### ABOUT THIS EXERCISE
Nothing but the lines from the one with "blue book, written as integer pixel values." through the end of the records below should be written out, and each must match word for word.

[Opening DATA EXTRACTS section]

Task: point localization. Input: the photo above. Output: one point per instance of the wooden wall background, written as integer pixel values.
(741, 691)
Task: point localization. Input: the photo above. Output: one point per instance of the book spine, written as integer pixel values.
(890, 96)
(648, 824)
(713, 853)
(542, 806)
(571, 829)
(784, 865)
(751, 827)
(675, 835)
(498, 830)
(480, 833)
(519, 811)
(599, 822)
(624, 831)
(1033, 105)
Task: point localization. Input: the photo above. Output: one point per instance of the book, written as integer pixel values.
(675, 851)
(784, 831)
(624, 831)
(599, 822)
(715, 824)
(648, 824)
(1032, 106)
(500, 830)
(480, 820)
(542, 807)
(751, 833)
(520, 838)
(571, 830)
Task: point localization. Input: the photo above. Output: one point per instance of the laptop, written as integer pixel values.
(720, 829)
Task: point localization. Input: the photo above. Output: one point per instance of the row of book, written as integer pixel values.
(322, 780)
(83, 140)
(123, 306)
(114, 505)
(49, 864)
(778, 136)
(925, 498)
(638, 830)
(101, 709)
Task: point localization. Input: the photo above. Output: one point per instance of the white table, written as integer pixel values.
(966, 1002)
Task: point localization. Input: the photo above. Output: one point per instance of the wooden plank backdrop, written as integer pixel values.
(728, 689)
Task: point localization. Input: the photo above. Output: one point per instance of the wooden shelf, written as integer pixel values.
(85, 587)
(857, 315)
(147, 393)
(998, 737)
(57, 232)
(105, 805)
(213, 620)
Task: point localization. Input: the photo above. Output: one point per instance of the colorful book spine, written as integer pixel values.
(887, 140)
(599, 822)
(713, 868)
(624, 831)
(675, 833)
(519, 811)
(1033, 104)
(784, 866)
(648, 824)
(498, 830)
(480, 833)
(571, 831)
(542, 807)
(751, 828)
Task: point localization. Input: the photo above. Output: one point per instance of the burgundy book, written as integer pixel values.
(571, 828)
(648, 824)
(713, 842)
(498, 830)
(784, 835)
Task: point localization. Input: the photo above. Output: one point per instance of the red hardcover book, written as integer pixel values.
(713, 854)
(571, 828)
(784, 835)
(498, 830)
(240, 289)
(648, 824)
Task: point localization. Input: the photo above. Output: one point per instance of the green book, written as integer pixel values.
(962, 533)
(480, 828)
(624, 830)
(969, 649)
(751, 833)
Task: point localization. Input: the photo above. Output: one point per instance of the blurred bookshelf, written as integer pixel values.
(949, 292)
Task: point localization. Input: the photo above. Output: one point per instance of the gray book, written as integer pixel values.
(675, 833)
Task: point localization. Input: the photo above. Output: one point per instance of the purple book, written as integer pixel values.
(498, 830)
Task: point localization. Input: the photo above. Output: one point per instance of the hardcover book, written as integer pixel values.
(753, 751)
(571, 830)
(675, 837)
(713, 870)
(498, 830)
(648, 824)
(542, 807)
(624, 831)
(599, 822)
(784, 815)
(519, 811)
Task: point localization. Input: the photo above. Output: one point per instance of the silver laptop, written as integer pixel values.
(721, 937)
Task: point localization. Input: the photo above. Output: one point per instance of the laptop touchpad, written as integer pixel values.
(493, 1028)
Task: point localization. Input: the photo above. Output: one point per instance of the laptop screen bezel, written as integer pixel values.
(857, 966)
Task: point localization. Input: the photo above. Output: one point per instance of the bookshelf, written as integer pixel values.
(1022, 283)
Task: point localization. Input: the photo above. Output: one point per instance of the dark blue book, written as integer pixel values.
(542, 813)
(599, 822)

[Closing DATA EXTRACTS section]

### OUTPUT FOR THIS TASK
Task: point localization. Input: the photo above. Output: one point per instance of the dark blue book, written as integer pixel values.
(542, 813)
(599, 822)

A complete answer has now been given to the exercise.